# Action item:
Whatever appears in the records, retype it exactly, except for the pictures.

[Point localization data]
↓↓↓
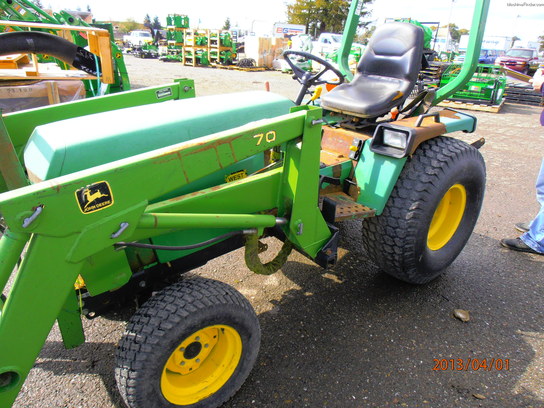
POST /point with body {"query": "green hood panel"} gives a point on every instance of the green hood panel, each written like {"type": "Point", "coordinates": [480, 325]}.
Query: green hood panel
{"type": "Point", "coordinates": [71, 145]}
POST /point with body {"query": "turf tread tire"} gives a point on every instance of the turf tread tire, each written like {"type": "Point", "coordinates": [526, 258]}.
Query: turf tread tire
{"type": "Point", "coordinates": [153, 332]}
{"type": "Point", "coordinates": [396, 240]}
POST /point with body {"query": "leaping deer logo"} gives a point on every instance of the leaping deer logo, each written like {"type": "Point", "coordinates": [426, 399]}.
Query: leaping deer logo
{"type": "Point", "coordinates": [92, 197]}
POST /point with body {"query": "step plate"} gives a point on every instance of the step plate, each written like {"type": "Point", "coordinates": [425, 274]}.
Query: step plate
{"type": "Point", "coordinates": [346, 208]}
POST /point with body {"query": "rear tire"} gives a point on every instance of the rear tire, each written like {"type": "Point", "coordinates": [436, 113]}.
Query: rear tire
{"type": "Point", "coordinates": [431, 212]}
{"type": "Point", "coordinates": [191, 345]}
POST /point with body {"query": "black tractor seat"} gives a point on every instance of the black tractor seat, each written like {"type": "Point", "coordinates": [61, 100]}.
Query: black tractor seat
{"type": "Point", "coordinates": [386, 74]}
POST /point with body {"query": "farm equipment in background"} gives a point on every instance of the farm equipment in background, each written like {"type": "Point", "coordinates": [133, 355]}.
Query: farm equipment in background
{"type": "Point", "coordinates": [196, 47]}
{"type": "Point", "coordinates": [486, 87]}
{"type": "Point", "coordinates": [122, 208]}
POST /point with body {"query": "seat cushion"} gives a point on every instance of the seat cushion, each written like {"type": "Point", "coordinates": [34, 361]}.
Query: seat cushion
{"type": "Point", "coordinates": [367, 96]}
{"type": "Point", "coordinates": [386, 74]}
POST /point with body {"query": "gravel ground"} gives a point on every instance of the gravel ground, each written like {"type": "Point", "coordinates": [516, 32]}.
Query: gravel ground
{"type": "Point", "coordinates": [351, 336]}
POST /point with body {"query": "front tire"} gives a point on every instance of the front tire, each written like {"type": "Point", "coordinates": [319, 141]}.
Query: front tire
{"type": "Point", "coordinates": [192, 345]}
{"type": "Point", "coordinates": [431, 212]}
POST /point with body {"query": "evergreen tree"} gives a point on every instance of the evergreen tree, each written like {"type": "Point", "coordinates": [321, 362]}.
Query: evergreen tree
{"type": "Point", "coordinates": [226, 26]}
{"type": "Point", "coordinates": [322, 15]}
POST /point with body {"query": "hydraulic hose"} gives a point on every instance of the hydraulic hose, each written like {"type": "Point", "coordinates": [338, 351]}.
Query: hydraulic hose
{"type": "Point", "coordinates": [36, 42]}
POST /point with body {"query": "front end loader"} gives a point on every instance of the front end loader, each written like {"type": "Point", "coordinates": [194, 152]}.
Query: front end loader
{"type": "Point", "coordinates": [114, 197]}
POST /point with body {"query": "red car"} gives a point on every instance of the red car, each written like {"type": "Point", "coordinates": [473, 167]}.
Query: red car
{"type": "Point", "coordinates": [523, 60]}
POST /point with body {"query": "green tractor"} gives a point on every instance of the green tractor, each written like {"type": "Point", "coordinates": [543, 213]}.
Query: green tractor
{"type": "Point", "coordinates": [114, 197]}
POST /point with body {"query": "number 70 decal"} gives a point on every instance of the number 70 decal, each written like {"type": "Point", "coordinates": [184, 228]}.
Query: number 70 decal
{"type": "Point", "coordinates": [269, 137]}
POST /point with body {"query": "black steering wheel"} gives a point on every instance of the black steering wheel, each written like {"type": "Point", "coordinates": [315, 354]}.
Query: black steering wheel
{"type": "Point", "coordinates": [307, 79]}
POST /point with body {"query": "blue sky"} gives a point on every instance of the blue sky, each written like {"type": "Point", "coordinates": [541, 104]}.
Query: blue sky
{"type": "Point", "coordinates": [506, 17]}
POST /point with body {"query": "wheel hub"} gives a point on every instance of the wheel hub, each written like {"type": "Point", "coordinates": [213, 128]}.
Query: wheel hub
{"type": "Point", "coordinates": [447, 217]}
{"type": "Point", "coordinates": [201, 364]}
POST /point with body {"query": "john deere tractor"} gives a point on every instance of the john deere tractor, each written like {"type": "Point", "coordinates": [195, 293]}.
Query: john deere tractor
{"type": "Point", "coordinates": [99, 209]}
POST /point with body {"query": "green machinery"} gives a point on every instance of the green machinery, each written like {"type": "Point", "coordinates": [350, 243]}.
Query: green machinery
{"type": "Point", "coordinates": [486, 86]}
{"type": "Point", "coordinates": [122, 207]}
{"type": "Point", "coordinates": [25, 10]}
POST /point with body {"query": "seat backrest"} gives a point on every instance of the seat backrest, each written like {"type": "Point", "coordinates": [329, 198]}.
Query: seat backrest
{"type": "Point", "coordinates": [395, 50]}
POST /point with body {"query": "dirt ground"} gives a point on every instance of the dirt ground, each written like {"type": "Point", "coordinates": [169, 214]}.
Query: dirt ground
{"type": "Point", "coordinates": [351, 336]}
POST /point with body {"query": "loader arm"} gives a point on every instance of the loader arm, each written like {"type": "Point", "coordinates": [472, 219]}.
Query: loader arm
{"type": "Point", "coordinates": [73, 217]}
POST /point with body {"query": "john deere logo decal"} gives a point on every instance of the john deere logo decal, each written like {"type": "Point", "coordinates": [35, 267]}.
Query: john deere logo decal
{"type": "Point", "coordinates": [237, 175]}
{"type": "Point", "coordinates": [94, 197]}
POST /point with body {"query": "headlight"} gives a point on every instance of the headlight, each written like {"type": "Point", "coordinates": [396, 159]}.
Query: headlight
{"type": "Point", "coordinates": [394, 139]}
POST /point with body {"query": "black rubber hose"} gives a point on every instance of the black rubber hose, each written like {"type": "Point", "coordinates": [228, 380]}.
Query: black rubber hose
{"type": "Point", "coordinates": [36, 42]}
↑↑↑
# Answer space:
POST /point with body {"query": "green hood panel"} gives a point on every instance of the green hood panel, each written like {"type": "Point", "coordinates": [480, 325]}.
Query: green hood panel
{"type": "Point", "coordinates": [71, 145]}
POST /point with body {"query": "turf tread tire"} gives a point on every instance of the turf tread tire, each written like {"type": "Point", "coordinates": [526, 258]}.
Query: turf tread tire
{"type": "Point", "coordinates": [153, 332]}
{"type": "Point", "coordinates": [396, 240]}
POST /point with body {"query": "leaping deer logo"} gives a point on every instance of the leaping deer logo, each written like {"type": "Point", "coordinates": [426, 399]}.
Query: leaping deer logo
{"type": "Point", "coordinates": [92, 197]}
POST /point with body {"query": "step plate"} gives a point on every instance of the step plate, each written like {"type": "Point", "coordinates": [425, 274]}.
Query: step plate
{"type": "Point", "coordinates": [346, 208]}
POST /point with body {"query": "rear tire"} gives a point on every instance of the rear tire, each written like {"type": "Point", "coordinates": [436, 113]}.
Query: rear tire
{"type": "Point", "coordinates": [431, 212]}
{"type": "Point", "coordinates": [191, 345]}
POST /point with body {"query": "black tractor seat"} gives a point on every instance of the black tractor seat, each written like {"type": "Point", "coordinates": [61, 100]}.
Query: black tractor seat
{"type": "Point", "coordinates": [386, 74]}
POST /point with body {"query": "farm equipment in background"} gives a point on every instance of the farm equipment in background, each written like {"type": "Point", "coordinates": [133, 355]}.
Query: farm equipment in background
{"type": "Point", "coordinates": [196, 47]}
{"type": "Point", "coordinates": [486, 87]}
{"type": "Point", "coordinates": [122, 208]}
POST /point with body {"query": "seat cushion"} gives a point on every instance of the seat cushion, each written like {"type": "Point", "coordinates": [34, 361]}.
Query: seat cushion
{"type": "Point", "coordinates": [367, 96]}
{"type": "Point", "coordinates": [386, 74]}
POST /point with body {"query": "gravel ground"} gives a point on every instance of the gravel ground, each written like {"type": "Point", "coordinates": [516, 32]}.
Query: gravel ground
{"type": "Point", "coordinates": [351, 336]}
POST /point with body {"query": "front tire"} gives a point on every instance of the front tire, each written like {"type": "Point", "coordinates": [319, 141]}.
Query: front tire
{"type": "Point", "coordinates": [192, 345]}
{"type": "Point", "coordinates": [431, 212]}
POST /point with body {"query": "evergreen tree"} gives a point on every instance of the evergreen tree, each written like {"type": "Point", "coordinates": [321, 362]}.
Query: evergreen tree
{"type": "Point", "coordinates": [226, 26]}
{"type": "Point", "coordinates": [322, 15]}
POST /point with body {"query": "hydraulic hose"} gives a point on every instance of the hydraulic hose, each written like {"type": "Point", "coordinates": [338, 351]}.
Query: hydraulic hose
{"type": "Point", "coordinates": [36, 42]}
POST /point with body {"query": "front end loader"} gives a point on every instance of the front end loader, each written like {"type": "Point", "coordinates": [194, 152]}.
Query: front end loader
{"type": "Point", "coordinates": [114, 197]}
POST /point with body {"query": "red car"} gives a point on every instance of the red car, each written like {"type": "Point", "coordinates": [473, 167]}.
Query: red car
{"type": "Point", "coordinates": [523, 60]}
POST /point with body {"query": "green tractor"} gives a point on every instance of the green tractor, each written like {"type": "Point", "coordinates": [543, 213]}.
Query: green tractor
{"type": "Point", "coordinates": [114, 197]}
POST /point with body {"query": "number 70 decal"} gives a point on every instance of the number 70 decal, each written like {"type": "Point", "coordinates": [184, 228]}.
Query: number 70 decal
{"type": "Point", "coordinates": [269, 137]}
POST /point with body {"query": "black steering wheel"} gives a point on every instance of the black steering wheel, each written like {"type": "Point", "coordinates": [315, 354]}.
Query: black steering wheel
{"type": "Point", "coordinates": [307, 79]}
POST /point with body {"query": "blue sky"} gives a point on every instance of the blue sky, each written like {"type": "Point", "coordinates": [541, 104]}.
Query: blue sky
{"type": "Point", "coordinates": [506, 17]}
POST /point with body {"query": "wheel hub"} gives a point on every instance of the wheel hub, each written like {"type": "Point", "coordinates": [213, 128]}.
Query: wheel hub
{"type": "Point", "coordinates": [447, 217]}
{"type": "Point", "coordinates": [201, 364]}
POST /point with body {"query": "john deere tractor"} gives a point on every instance of the john deere tractor, each written like {"type": "Point", "coordinates": [195, 293]}.
Query: john deere tractor
{"type": "Point", "coordinates": [99, 209]}
POST /point with body {"query": "green machinery"} gives a point on every instance of the green machinery, each written like {"type": "Point", "coordinates": [350, 243]}.
Query: green machinery
{"type": "Point", "coordinates": [486, 86]}
{"type": "Point", "coordinates": [122, 207]}
{"type": "Point", "coordinates": [25, 10]}
POST /point with body {"query": "seat backrest"} gives a point on every instance of the seat backrest, each written like {"type": "Point", "coordinates": [329, 198]}.
Query: seat backrest
{"type": "Point", "coordinates": [395, 50]}
POST /point with body {"query": "dirt ground"} gives a point on every instance of the dirt ground, each written like {"type": "Point", "coordinates": [169, 214]}.
Query: dirt ground
{"type": "Point", "coordinates": [351, 336]}
POST /point with body {"query": "loader arm"} gives a point on every instance of the loader arm, each written like {"type": "Point", "coordinates": [472, 219]}.
Query: loader arm
{"type": "Point", "coordinates": [73, 217]}
POST /point with body {"query": "john deere logo decal"} gives a point on every instance of the john deere logo decal, each written like {"type": "Point", "coordinates": [35, 267]}.
Query: john deere logo decal
{"type": "Point", "coordinates": [237, 175]}
{"type": "Point", "coordinates": [94, 197]}
POST /point with body {"query": "headlight"} gives a point on every instance of the headlight, each written like {"type": "Point", "coordinates": [396, 159]}.
Query: headlight
{"type": "Point", "coordinates": [394, 139]}
POST /point with body {"query": "black rubber hose"} gives a point on every instance of the black rubber hose, each written like {"type": "Point", "coordinates": [228, 380]}.
Query: black rubber hose
{"type": "Point", "coordinates": [36, 42]}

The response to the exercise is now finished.